§ **DESCRIPTION OF THE TASK**
In the copy, include every entry exactly but none of the pictures.

Object point labels
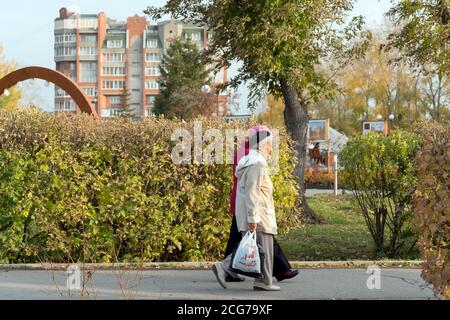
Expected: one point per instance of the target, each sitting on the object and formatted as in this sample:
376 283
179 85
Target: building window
113 57
88 51
196 36
68 105
60 93
150 100
90 92
88 23
151 85
88 38
114 44
153 57
115 100
111 112
65 38
152 71
88 72
113 71
65 51
114 85
152 43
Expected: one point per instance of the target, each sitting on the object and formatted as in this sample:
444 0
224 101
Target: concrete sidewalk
201 284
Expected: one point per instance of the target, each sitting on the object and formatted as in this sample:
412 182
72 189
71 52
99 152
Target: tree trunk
297 119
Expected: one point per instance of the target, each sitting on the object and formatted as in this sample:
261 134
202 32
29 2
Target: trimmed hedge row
75 188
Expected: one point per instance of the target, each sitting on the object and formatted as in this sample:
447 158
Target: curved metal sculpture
54 77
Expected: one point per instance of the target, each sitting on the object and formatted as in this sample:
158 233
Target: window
68 105
151 85
88 23
196 36
114 44
111 112
152 71
152 43
114 85
65 51
60 93
90 92
88 51
88 38
153 57
65 38
150 100
88 72
113 57
113 71
115 99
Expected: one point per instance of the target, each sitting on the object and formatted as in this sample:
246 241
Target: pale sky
26 32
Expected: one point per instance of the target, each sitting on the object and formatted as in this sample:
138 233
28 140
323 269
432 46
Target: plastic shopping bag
248 257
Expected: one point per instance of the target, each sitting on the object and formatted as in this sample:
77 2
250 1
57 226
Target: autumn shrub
76 188
379 170
432 205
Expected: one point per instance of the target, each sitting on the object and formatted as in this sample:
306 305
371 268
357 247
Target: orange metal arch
54 77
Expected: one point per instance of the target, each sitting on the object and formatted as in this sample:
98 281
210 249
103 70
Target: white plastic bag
247 258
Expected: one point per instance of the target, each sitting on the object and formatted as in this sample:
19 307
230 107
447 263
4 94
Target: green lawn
343 235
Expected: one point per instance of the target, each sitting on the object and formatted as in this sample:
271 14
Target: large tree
281 45
183 75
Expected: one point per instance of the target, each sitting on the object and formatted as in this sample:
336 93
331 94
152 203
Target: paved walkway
201 284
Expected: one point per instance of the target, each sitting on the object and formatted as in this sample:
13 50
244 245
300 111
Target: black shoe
229 278
287 275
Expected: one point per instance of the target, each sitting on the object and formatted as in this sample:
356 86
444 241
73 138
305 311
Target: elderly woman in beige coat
255 209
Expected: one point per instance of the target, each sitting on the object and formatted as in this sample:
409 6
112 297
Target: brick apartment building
103 56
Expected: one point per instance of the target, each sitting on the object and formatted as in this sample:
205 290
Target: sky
26 34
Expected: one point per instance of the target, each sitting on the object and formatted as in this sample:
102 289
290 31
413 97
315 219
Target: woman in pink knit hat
259 136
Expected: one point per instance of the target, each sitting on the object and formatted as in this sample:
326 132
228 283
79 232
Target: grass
343 235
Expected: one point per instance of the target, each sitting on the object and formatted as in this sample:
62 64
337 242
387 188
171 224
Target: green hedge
75 188
379 170
432 205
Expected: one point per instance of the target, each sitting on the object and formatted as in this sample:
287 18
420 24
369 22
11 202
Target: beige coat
254 197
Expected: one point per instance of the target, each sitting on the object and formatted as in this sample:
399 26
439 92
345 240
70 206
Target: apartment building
104 56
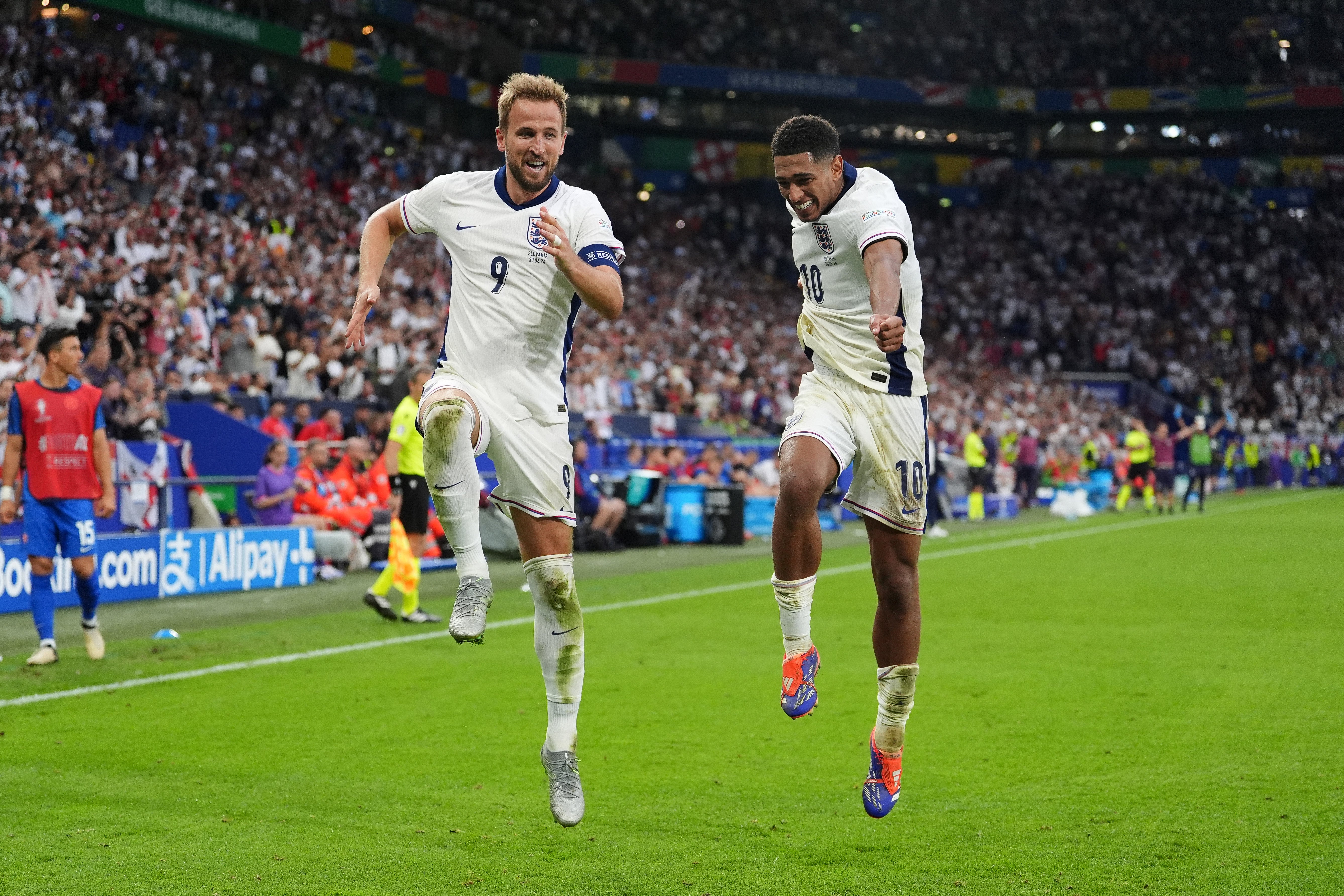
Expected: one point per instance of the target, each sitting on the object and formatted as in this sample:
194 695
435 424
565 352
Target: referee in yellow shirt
982 477
411 501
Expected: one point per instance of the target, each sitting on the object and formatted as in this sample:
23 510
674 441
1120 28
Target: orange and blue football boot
799 696
882 789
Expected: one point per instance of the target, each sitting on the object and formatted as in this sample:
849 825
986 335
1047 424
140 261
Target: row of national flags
337 54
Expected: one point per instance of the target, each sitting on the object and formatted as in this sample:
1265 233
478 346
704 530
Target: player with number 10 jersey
866 402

§ **SOLUTION TO THE PROBLEM**
Expected: one point per instance of the target, each sitting on the object and formatted as in this sample:
376 283
179 85
Target: building window
113 57
88 51
196 36
68 105
60 93
150 100
90 92
88 23
151 85
88 38
114 44
153 57
115 100
111 112
65 38
152 71
88 72
113 71
65 51
114 85
152 43
Expected: one point per instance of the target, each sitting on the object and formatted as in this sample:
444 0
224 101
Target: concrete sidewalk
201 284
Expected: one point per instance of the target, each sitting on the object and formatted as in this sample:
412 182
72 189
71 52
99 152
Target: tree trunk
297 119
Expected: one point per instance of the target, each sitting on the object and formatted as in this sample:
261 134
202 32
29 2
Target: trimmed hedge row
75 188
Expected: one point per instance of the target, each sitting on the object and formatted as in this sample:
447 158
Target: curved metal sculpture
54 77
Expected: one point per instance of the target, each sitting on the object and formatted as in this sample:
158 233
Target: window
68 105
151 85
88 23
196 36
114 44
111 112
152 71
152 43
114 85
65 51
60 93
90 92
88 51
88 38
153 57
65 38
150 100
88 72
113 57
113 71
115 99
Expected: one point per instance of the target, each sitting on the object and formatted as in this sample:
246 241
Target: pale sky
26 32
Expected: one point per instance of the target, each sitting on the object and formatted as in this sample:
138 233
28 140
323 269
432 46
Target: plastic shopping bag
248 257
Expected: one point per instance of the target, each sitting on the object and formatted as in this sample:
77 2
250 1
57 226
Target: autumn shrub
76 188
379 170
432 205
Expected: one point per instance of the target, each sitting on the object and formatted as in this sample:
306 305
371 268
357 247
Target: orange metal arch
54 77
Expected: one point per instance of the target, each sitting on the object and formatted as in this sample:
98 281
210 249
103 70
Target: white plastic bag
247 258
Expected: one point per instance of the target, each sitting on the object and formatted as in this sample:
19 307
230 107
447 263
4 94
Target: green lawn
343 235
Expected: one point per instance of the target, each sitting on the object and formatted as in this sample:
271 14
Target: large tree
281 45
183 75
Expected: one point per instance of the target, each sitting on the object and formatted as in this sample:
336 93
331 94
152 203
Target: paved walkway
201 284
Expected: one point per instance of the target, each sitting on the object and formatted as in this sample:
13 50
244 245
300 111
Target: black shoe
229 278
287 275
Expected: one point per instance of the target, each sitting on the object and formatted as in this sample:
356 86
444 241
73 138
305 311
Target: elderly woman in beige coat
255 209
Expected: one point per instance of the target, each sitting on the object and formatted as in this sample:
409 6
112 297
Target: brick apartment building
103 56
Expected: one point per instance of the target, each sitting on the object and formatted as in this sample:
205 290
Target: sky
26 34
Expected: one point per instance of the target, each sitting on the object and formatted as in this sample:
102 289
290 31
413 97
315 219
Target: woman in pink knit hat
259 136
Expected: one point per instance of the target, each sitting on the object and formatted as in this sample:
326 132
228 283
79 232
Target: grass
343 235
Expected: one point per instance of the target, each sitting on the object and formatted as in this sample:
62 64
337 242
387 188
171 224
Target: green hedge
75 188
379 170
432 205
Expected: one point per instance of the target, each sitting on the object and formatted as in this sample:
287 18
420 24
369 22
11 202
Target: beige coat
254 197
Expected: one point per instance of the target, each sitting on the object and formatted as in this sample:
399 26
439 92
345 240
70 206
Target: apartment building
104 56
Expected: one point per instance of the target, each sitting on the object and formatted as in this sample:
194 695
435 424
565 352
Target: referee in yellow shirt
982 477
411 501
Expected: one point per instance of the target, each sitting on the object and formatted as in this sample:
23 510
674 441
1120 28
Target: orange and blue football boot
799 696
882 789
Expected: one point per instance of the target, each sitting on the object and formatted as in this sample:
849 825
986 335
1047 424
140 261
Target: row of national flags
337 54
Expected: one point per instance of the target, each sitting on the object and formatted as in this sample:
1265 233
478 346
704 530
Target: player with number 10 jersey
866 402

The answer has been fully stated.